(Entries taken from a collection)
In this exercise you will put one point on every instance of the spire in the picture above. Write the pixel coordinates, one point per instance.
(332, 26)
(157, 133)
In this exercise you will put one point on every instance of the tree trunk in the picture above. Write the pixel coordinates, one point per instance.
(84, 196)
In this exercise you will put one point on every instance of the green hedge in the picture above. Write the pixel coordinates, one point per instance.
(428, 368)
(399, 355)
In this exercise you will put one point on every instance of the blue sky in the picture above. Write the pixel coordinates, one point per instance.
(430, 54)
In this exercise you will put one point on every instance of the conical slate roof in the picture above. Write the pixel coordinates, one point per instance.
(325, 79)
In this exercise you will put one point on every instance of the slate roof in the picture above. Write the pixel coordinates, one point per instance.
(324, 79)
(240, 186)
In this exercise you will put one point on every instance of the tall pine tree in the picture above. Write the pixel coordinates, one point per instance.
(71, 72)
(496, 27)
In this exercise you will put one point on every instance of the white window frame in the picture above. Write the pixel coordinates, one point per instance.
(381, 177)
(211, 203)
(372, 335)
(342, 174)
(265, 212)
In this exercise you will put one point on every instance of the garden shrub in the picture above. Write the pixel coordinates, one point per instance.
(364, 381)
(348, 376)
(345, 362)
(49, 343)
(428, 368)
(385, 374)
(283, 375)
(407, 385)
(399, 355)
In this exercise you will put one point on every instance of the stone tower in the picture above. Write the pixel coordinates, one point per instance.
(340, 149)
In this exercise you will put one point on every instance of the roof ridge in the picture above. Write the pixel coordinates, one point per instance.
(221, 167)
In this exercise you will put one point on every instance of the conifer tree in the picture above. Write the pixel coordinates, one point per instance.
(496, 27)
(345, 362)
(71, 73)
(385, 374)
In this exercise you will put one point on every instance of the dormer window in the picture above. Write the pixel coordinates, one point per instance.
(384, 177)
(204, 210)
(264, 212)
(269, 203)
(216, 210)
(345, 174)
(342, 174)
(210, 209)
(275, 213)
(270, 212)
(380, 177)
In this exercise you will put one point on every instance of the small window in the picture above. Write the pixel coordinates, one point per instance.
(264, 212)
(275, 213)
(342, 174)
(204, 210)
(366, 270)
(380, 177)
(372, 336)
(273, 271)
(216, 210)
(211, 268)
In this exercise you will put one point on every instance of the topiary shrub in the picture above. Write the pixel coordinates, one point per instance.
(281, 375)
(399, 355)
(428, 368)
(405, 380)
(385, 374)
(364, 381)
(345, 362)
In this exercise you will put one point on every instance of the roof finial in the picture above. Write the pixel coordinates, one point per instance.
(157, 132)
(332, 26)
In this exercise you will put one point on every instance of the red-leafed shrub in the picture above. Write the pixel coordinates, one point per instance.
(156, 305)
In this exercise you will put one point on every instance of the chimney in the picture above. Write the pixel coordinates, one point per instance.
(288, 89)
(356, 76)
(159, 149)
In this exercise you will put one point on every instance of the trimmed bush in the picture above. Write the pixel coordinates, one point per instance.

WHAT YOU WILL DO:
The answer should be nothing more than the lines from the one with "of the red-leafed" through the end of the entries, restated word for word.

RESPONSE:
In this exercise you will put one point on every instance of the red-leafed shrub in the picture above. Write the pixel coordinates, one point per instance.
(156, 305)
In this exercise you will put one point on every instance of the chimney in the picture above. Write the pixel coordinates, one point per instance.
(288, 89)
(356, 76)
(159, 149)
In this exercise you will put one point on every instance of the trimmed bush in the picture above. Write the pixel coordinates, one point per instance.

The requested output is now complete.